Put each line of the data below into a numbered list, skipping blank lines and leaving out the pictures.

------------

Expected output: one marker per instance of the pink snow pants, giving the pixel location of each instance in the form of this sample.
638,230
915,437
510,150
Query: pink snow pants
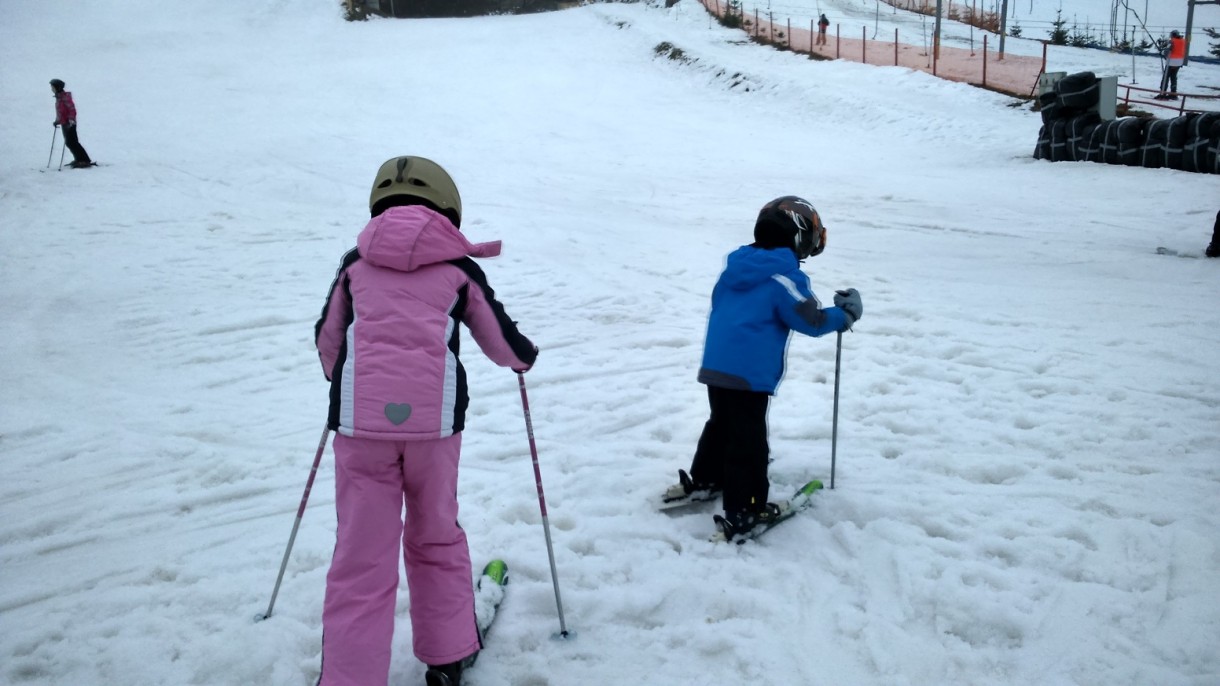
372,479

------------

> _TASK RESPONSE_
1. Expected output: one marker per instance of the pink snow pants, giving the pixel location of each instance in the form of this sample.
2. 638,230
3. 915,437
4. 510,150
5. Query: pink snow pants
6. 372,479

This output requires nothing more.